Task details:
Tell how many lines in the data contain the string "correct", using a single number as the whole reply.

Data provided:
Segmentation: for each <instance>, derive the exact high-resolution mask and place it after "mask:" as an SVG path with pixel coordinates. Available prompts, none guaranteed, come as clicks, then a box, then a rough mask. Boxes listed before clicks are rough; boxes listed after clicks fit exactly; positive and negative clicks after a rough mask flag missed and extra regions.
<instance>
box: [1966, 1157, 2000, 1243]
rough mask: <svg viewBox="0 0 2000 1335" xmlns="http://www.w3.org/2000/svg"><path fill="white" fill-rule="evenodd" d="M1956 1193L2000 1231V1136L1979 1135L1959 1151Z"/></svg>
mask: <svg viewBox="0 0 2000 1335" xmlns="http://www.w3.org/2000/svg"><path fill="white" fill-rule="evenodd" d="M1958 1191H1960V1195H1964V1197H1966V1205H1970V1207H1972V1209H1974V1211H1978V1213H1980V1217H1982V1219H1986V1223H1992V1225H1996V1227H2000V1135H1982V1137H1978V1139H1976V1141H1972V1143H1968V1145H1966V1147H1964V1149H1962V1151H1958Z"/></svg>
==
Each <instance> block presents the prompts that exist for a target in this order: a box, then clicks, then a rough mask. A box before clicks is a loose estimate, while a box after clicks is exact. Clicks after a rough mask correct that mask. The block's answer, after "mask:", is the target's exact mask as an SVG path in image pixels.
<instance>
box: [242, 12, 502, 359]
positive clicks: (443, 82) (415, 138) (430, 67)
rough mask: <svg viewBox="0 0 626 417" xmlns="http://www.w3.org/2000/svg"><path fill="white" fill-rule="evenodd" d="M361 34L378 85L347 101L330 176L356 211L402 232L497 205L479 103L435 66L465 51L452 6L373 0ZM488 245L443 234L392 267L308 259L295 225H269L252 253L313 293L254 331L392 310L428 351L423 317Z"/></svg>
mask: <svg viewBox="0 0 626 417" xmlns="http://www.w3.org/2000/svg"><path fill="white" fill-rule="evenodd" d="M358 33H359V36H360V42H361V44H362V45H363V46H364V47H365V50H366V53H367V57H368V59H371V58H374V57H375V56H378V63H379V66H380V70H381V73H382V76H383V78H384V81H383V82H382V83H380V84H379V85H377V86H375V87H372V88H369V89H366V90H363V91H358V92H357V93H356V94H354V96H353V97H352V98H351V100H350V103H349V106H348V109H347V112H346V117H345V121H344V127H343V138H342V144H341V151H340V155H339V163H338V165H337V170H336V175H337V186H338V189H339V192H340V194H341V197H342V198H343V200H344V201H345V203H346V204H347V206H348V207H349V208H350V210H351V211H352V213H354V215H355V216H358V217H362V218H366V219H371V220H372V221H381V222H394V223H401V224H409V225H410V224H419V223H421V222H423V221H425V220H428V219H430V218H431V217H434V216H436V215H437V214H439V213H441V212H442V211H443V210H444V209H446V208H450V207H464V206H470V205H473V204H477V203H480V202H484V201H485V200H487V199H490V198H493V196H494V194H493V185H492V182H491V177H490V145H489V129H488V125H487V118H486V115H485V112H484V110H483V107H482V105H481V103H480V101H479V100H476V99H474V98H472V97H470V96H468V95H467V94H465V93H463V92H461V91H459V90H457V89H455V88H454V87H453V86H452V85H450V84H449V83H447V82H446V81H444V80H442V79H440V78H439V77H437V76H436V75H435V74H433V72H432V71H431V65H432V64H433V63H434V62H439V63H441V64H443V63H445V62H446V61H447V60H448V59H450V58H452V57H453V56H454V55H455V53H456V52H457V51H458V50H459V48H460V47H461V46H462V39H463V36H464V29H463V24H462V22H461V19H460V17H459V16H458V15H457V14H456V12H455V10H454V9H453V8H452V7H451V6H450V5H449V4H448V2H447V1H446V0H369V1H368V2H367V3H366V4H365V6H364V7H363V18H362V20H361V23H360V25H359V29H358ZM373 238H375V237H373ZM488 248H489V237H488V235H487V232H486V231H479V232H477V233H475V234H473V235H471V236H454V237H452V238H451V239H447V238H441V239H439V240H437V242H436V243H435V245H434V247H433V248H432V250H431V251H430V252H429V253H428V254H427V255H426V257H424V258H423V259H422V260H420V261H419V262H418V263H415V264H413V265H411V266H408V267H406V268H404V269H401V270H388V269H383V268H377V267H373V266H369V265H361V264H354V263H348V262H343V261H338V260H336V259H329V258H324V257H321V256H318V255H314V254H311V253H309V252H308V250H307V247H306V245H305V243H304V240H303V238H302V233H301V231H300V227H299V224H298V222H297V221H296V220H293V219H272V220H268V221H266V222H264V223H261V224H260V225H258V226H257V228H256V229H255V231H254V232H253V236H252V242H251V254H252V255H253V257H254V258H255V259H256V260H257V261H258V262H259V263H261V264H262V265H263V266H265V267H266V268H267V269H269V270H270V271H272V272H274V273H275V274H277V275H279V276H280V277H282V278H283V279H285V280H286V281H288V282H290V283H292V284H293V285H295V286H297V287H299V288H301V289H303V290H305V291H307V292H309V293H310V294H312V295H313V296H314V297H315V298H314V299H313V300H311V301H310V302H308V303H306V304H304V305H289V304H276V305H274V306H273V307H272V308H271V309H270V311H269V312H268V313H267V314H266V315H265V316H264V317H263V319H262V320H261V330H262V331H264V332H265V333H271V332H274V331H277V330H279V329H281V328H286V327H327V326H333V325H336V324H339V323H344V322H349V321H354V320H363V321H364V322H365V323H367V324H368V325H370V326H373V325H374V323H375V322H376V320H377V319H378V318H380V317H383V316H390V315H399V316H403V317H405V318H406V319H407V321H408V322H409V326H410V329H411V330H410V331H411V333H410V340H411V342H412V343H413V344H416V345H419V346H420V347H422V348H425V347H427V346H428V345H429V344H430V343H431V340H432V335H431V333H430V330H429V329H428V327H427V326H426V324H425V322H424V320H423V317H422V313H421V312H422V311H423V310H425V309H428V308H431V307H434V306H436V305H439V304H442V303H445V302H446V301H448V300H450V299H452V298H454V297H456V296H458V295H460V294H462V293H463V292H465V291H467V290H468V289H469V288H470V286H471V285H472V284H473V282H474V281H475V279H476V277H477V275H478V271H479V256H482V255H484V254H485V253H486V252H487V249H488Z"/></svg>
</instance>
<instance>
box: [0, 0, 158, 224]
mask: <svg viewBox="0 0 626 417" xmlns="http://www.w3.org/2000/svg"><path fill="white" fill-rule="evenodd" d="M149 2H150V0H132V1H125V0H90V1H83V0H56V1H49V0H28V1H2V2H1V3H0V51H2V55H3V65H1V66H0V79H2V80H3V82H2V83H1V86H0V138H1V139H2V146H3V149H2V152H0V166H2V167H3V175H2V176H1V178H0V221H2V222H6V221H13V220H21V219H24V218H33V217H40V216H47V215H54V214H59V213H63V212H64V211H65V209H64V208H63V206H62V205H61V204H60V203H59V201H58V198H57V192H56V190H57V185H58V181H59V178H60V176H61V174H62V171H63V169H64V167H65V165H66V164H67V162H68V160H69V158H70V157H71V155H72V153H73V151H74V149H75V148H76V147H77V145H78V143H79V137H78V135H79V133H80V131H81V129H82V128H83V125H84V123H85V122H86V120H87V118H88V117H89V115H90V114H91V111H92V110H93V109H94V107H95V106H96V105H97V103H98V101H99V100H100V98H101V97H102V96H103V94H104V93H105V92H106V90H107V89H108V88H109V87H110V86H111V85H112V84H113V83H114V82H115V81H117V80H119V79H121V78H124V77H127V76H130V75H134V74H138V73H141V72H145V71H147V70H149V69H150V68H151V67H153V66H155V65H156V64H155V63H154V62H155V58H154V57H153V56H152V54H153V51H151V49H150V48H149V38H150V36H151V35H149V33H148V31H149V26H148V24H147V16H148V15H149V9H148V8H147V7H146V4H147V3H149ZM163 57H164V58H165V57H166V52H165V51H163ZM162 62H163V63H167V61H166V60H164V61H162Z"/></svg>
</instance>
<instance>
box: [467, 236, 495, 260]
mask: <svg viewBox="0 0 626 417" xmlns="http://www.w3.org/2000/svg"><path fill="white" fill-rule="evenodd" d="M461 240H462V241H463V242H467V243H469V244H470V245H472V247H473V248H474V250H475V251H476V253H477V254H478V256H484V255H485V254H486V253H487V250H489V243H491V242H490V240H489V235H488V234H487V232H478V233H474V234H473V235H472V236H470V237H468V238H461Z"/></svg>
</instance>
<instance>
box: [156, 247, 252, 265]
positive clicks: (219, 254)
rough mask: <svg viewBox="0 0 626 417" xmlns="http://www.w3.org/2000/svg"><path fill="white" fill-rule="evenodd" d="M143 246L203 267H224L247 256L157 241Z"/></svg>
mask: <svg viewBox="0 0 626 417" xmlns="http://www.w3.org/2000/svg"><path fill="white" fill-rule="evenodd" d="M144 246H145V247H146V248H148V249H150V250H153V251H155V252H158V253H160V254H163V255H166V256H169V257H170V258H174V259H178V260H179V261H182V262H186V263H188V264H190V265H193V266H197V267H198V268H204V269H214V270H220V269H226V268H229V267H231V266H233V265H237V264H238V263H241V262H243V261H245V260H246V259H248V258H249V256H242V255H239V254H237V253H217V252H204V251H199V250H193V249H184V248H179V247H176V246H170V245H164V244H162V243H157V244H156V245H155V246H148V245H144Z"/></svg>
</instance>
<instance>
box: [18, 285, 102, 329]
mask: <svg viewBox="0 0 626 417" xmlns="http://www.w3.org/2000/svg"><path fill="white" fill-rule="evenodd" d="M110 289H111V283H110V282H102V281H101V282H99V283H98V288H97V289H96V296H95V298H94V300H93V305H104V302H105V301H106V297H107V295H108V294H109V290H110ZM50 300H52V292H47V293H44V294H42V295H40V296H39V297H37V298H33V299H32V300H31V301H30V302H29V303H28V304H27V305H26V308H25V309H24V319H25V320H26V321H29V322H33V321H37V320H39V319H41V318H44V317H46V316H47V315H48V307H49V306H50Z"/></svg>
---
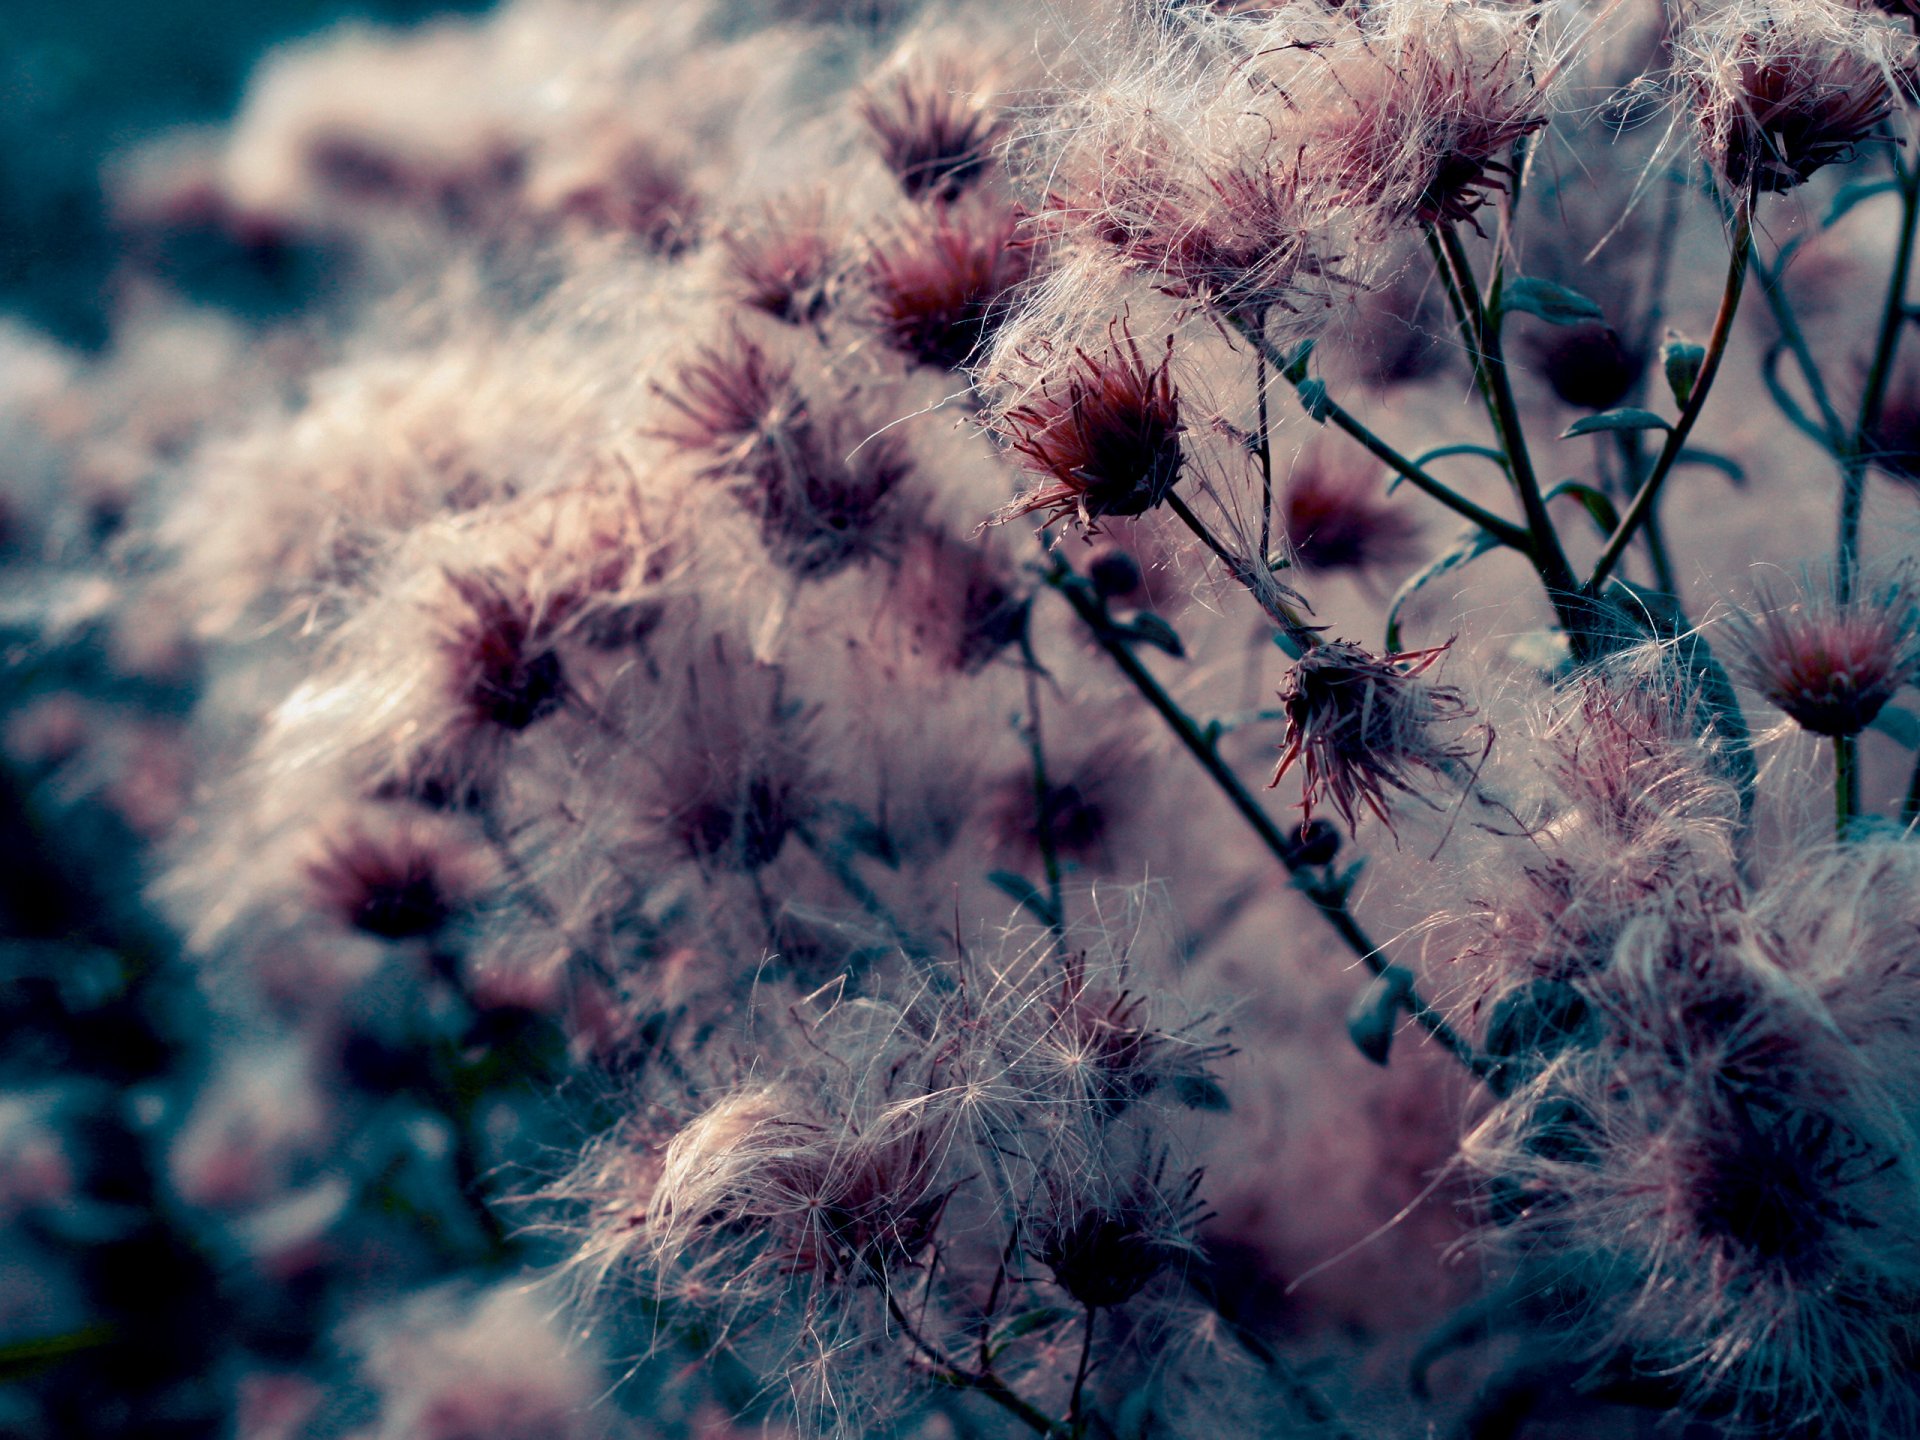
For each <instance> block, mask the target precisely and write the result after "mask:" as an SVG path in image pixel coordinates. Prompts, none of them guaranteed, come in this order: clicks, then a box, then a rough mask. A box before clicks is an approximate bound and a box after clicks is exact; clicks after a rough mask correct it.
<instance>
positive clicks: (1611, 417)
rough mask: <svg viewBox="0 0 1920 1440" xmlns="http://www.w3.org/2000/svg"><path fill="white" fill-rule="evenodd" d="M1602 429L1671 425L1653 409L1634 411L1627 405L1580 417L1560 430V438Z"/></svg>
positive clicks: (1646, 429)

Response:
2